Exercise: Scan the records below for the word "hand". Copy each line where it appears.

━━━━━━━━━━

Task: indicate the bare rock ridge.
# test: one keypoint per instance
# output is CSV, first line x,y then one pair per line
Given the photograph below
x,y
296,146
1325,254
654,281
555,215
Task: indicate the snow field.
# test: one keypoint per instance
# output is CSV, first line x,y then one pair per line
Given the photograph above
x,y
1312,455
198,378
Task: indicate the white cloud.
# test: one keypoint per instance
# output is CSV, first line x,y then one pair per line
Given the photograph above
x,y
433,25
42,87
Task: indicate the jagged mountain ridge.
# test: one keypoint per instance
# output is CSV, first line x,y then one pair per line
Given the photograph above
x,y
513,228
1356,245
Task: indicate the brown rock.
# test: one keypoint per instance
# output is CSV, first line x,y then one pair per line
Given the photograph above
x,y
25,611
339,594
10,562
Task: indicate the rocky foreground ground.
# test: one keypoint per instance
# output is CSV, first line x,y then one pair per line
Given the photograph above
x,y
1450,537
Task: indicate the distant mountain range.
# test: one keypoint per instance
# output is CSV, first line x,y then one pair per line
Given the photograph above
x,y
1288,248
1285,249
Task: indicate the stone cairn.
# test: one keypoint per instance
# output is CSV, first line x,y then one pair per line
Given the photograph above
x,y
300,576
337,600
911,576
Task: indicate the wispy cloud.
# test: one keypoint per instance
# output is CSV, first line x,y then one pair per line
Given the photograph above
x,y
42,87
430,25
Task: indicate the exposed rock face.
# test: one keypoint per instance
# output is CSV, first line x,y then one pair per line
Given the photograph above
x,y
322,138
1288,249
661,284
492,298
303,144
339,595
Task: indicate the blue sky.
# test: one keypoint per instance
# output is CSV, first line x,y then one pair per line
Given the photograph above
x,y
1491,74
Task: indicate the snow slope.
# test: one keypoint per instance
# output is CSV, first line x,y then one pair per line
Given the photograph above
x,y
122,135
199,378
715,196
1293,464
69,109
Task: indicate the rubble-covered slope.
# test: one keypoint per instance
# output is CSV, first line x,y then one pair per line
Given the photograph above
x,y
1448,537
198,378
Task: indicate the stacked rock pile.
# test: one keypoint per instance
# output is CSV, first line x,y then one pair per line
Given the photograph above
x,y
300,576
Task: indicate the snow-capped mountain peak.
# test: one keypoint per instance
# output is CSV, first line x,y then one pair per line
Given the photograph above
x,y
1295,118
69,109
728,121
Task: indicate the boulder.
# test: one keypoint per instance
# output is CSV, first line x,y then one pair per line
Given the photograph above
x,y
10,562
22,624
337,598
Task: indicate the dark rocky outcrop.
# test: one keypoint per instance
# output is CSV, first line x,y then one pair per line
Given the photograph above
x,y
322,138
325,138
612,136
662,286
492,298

━━━━━━━━━━

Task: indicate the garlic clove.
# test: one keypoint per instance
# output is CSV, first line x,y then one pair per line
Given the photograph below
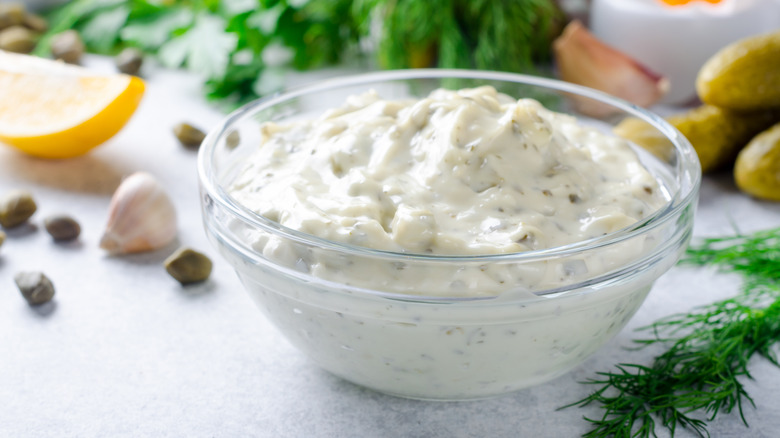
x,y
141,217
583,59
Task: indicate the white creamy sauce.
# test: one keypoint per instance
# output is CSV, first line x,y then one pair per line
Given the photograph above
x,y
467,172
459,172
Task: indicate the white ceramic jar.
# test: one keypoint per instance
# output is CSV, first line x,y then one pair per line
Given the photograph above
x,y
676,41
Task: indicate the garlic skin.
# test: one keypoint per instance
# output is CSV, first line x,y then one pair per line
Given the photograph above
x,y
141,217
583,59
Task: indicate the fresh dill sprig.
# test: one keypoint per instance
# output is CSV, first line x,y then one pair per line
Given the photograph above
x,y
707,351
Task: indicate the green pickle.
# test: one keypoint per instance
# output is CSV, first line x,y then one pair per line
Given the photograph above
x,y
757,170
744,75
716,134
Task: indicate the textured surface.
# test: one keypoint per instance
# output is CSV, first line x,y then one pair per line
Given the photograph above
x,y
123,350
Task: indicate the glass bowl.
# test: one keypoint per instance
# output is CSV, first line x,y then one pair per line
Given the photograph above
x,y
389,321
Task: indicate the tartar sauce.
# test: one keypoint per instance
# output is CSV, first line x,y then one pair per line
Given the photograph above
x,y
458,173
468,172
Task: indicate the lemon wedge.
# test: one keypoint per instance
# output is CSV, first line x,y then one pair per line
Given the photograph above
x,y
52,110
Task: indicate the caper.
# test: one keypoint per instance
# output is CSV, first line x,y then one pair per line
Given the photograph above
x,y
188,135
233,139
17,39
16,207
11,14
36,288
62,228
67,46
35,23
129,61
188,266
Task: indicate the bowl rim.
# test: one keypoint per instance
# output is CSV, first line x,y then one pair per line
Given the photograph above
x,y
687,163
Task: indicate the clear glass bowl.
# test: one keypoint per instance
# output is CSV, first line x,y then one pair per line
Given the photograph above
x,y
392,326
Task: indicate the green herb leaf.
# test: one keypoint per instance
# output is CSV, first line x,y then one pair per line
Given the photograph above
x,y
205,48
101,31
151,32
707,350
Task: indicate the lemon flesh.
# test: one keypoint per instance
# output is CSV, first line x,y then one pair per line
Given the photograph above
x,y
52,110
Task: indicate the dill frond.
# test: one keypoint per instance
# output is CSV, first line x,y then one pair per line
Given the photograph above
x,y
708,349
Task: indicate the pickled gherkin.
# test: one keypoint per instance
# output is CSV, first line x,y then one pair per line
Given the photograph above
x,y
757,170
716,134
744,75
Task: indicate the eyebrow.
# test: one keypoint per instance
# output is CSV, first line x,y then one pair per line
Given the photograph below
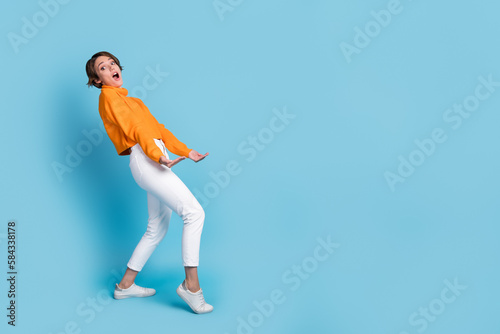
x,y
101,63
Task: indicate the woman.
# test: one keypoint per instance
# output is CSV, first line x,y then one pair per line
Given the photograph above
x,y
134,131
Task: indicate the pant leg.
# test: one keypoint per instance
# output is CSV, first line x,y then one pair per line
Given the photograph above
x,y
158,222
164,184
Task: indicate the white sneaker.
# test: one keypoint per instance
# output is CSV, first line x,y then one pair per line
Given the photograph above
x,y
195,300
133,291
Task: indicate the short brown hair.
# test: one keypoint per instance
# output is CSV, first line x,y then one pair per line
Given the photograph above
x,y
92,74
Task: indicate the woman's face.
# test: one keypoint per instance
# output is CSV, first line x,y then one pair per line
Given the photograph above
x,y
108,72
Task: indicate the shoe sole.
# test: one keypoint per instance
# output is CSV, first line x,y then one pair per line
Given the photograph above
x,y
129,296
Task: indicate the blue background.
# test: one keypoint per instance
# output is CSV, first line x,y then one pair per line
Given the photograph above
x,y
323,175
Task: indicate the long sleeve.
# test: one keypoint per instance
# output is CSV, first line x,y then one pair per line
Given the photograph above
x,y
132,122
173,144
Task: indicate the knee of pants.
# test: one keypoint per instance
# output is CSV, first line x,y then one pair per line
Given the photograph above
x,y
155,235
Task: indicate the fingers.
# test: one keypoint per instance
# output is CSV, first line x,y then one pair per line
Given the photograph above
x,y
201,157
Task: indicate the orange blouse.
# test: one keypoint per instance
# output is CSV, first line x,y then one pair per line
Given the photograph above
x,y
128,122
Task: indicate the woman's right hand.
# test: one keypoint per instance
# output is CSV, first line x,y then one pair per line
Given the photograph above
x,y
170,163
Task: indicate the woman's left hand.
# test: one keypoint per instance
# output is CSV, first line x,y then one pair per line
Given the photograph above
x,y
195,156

━━━━━━━━━━

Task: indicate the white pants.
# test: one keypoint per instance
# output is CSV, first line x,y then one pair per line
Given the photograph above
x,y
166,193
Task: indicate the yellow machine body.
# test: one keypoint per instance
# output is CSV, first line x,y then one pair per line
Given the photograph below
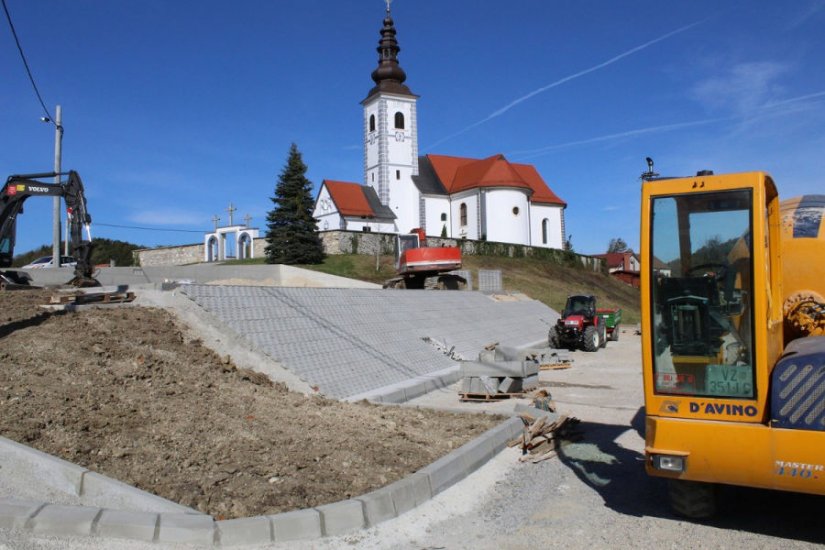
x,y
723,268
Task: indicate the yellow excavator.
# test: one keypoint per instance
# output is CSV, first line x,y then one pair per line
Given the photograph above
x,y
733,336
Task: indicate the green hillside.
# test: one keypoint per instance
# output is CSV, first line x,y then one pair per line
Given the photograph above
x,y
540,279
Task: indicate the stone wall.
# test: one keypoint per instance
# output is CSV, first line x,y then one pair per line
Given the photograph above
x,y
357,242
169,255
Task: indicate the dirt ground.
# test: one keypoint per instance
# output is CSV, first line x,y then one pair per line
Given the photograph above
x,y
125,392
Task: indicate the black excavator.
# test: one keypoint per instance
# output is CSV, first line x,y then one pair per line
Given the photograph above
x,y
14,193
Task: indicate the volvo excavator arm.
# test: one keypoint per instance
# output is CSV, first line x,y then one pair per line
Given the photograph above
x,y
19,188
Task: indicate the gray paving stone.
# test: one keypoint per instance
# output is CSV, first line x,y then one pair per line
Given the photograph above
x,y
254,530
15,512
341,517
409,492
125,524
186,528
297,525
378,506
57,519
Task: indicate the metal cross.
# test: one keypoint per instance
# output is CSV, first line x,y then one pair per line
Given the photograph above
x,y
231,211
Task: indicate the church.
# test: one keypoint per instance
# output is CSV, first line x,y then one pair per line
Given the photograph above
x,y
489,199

━━━━━━━━━━

Answer box:
Task: indicate the woman's right hand.
Task: indicate the woman's left hand.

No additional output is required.